● **WHAT YOU ARE ASKED TO DO**
Say whether each statement below agrees with the article on the diamond market, answering yes or no and quoting the words of the article that decide it. 1. Both De Beers and Alrosa cut sales by more than 25%. 2. De Beers reduced its buy-back allowance for larger goods. 3. At the 4-8 Nov cycle, De Beers raised its rough allocations.

──────── TEXT TO READ

Diamond Market in Recovery and Top-End Auction Results
November 19, 2019
Diamond Mining Industry
De Beers and Alrosa, the world’s two largest diamond producers, say the diamond market is stabilising after several months of severe cutbacks in rough sales and that they are expecting reasonably strong demand during the US holiday season and Chinese New Year.
Both companies cut sales more than 25% as stocks of rough and polished diamonds increased earlier in the year and prices of both fell. The banks also continued their tight credit policies for the industry.
At the 4-8 Nov cycle, De Beers increased rough allocations by about $100 million (£80 million) to $390 million (£300 million), but reduced prices by 5% or more. This was an extraordinary move, because De Beers rarely lowers prices by such an amount, especially on larger, better quality rough diamonds. The company usually “adjusts” prices - raising them on a few of the more than 5,000 rough categories and lowering them on others, or it simply disguises decreases by shifting better quality rough into lower categories.
De Beers never lowers prices across the board, as it did in this last cycle. But a 5% reduction is impossible to disguise. Some reports indicate that small, less expensive qualities were lowered much more. De Beers also increased its buy-back allowance from 10% to 20% for larger goods, which permits clients to sell goods back to De Beers that they cannot absorb or cut profitably.
De Beers was probably forced into lowering prices after the September announcement by ABN Amro Bank that it would no longer provide credit for rough purchases that cannot be cut profitably, which included almost all categories of diamonds at that time.

────────────────
──────── PROVIDED DATA

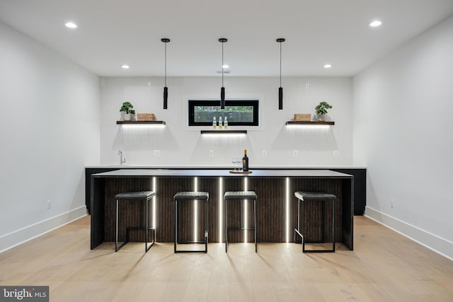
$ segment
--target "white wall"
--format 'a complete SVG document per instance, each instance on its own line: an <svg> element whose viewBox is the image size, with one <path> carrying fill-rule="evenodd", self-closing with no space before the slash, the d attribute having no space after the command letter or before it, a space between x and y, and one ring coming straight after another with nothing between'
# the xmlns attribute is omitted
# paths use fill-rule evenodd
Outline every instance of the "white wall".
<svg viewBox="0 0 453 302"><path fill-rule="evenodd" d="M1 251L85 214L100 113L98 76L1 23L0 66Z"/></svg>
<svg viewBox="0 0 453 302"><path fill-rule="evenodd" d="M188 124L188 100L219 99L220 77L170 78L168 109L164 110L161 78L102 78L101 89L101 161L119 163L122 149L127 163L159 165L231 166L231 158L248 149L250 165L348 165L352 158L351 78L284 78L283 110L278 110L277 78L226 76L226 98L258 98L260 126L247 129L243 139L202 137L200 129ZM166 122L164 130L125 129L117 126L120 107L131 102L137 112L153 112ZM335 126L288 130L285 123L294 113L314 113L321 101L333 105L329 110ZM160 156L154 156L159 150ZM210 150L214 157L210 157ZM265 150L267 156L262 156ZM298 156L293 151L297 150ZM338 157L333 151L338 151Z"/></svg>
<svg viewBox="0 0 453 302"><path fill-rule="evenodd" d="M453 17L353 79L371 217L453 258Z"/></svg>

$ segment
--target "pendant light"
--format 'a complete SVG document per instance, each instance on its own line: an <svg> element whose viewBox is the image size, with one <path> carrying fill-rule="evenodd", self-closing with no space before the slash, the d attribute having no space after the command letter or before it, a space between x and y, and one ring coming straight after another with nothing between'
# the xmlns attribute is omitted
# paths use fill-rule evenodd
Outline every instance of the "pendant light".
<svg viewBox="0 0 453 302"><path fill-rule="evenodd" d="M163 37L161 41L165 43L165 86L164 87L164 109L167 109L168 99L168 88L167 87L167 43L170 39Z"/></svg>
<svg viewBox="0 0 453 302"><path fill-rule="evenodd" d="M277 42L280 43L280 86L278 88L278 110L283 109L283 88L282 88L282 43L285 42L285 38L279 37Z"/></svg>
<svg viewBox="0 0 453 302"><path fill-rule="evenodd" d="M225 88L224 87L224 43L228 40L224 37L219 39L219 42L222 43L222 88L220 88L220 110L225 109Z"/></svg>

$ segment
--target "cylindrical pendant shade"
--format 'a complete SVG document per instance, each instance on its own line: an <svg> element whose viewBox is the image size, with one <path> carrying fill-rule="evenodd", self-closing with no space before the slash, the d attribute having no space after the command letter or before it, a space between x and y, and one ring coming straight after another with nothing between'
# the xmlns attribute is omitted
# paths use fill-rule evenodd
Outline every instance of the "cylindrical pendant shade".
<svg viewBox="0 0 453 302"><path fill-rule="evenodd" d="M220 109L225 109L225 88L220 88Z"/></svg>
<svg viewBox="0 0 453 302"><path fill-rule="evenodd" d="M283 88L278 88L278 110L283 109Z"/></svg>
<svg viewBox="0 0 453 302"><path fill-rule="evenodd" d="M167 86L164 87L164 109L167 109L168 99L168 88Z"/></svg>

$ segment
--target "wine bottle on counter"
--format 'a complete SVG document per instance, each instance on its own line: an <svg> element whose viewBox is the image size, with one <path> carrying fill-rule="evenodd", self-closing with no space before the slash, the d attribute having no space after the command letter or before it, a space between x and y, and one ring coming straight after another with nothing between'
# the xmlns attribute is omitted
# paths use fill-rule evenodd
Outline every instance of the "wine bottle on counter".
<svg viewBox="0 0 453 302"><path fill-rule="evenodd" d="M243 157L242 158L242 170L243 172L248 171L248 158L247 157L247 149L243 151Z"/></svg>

────────────────
──────── PROVIDED DATA

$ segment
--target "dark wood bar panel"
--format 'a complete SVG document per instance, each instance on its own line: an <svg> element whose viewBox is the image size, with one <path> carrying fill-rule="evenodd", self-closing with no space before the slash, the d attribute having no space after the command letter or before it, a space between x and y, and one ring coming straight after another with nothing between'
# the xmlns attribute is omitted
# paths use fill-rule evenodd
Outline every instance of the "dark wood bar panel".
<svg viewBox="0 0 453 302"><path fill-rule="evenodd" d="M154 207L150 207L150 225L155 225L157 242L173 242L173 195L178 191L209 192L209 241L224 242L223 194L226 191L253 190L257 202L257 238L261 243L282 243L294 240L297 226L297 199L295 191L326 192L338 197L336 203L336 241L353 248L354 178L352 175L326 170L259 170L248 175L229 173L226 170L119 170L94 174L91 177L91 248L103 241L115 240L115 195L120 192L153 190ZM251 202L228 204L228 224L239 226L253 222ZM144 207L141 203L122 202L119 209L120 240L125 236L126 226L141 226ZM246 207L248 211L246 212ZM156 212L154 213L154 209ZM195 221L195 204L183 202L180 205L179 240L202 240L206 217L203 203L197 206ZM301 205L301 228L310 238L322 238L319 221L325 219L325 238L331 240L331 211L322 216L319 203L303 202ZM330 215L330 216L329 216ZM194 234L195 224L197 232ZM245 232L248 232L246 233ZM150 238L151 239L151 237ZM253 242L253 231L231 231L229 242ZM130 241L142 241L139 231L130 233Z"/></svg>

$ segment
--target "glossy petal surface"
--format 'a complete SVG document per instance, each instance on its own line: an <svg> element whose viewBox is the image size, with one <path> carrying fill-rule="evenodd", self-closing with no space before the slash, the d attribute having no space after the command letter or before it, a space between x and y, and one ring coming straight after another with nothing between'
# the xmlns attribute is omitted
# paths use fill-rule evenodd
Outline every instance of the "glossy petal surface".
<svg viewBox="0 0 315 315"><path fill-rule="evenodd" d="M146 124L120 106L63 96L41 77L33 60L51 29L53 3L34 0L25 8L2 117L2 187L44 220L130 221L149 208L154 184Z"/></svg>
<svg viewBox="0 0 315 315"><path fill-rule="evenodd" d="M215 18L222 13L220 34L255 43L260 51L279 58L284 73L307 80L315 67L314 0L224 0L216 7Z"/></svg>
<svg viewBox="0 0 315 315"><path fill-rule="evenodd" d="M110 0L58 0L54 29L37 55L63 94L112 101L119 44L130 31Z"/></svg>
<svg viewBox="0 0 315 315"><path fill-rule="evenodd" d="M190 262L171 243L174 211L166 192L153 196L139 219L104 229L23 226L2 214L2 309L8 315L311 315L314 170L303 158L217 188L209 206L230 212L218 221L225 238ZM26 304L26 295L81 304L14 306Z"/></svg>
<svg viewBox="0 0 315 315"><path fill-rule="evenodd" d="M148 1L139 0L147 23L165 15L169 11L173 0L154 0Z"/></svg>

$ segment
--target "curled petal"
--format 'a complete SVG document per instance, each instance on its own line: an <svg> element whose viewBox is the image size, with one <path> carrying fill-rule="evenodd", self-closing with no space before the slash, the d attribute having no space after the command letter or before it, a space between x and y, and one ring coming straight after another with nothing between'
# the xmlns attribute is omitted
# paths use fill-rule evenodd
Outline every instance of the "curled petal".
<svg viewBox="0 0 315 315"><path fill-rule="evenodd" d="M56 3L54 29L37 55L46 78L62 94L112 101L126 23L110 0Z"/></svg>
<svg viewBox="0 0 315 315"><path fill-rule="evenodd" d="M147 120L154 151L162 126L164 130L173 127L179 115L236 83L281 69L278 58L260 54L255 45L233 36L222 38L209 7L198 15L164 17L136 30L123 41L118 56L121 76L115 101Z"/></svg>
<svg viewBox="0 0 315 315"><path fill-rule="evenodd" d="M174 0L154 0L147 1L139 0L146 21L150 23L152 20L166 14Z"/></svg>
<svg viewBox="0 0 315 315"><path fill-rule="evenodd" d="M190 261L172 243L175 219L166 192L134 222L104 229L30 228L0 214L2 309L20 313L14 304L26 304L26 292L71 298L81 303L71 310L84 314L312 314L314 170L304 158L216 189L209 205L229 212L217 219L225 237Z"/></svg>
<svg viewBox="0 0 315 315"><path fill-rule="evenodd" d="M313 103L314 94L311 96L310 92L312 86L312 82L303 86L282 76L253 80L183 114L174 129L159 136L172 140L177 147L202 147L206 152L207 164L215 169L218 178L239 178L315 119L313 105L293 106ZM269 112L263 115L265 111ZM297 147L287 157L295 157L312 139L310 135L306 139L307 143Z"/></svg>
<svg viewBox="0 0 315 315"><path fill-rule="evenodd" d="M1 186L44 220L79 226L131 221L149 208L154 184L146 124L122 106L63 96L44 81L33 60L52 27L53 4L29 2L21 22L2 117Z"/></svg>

────────────────
──────── PROVIDED DATA

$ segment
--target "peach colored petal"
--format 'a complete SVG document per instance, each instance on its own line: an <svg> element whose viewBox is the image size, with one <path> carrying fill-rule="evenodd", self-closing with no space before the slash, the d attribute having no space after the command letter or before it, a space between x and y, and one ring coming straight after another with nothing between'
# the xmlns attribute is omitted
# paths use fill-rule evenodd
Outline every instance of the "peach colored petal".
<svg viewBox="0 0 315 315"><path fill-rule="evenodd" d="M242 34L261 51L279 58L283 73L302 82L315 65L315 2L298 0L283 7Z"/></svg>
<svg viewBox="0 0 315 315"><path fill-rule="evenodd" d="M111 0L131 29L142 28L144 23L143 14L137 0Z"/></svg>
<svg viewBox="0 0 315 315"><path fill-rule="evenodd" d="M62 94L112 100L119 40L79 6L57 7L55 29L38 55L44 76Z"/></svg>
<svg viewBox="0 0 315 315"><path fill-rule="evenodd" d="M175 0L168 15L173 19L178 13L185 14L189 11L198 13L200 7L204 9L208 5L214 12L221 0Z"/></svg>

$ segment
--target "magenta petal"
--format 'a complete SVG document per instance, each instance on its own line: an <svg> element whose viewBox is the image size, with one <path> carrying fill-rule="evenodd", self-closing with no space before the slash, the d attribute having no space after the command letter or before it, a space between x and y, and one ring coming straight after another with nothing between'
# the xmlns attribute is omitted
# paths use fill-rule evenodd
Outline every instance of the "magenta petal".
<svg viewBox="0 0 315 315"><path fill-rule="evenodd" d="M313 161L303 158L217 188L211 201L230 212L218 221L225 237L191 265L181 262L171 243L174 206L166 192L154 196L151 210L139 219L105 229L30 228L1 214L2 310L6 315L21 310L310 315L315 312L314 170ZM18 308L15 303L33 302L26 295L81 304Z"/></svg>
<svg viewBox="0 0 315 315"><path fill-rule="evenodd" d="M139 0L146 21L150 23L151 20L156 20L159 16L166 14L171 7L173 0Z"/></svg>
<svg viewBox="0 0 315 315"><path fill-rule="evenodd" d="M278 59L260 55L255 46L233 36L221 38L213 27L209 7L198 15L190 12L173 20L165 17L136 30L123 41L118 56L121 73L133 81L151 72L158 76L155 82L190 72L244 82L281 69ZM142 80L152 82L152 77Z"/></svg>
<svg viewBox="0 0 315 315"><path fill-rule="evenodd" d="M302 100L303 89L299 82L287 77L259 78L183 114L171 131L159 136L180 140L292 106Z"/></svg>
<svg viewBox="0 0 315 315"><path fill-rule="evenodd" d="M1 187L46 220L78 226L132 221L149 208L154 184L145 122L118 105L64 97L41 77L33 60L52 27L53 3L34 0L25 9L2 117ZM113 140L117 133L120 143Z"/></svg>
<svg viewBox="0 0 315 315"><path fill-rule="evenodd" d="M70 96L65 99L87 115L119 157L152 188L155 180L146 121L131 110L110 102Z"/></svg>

────────────────

● **FULL OUTPUT**
1. Yes: "Both companies cut sales more than 25%"
2. No: "De Beers also increased its buy-back allowance from 10% to 20% for larger goods"
3. Yes: "De Beers increased rough allocations by about $100 million (£80 million) to $390 million (£300 million)"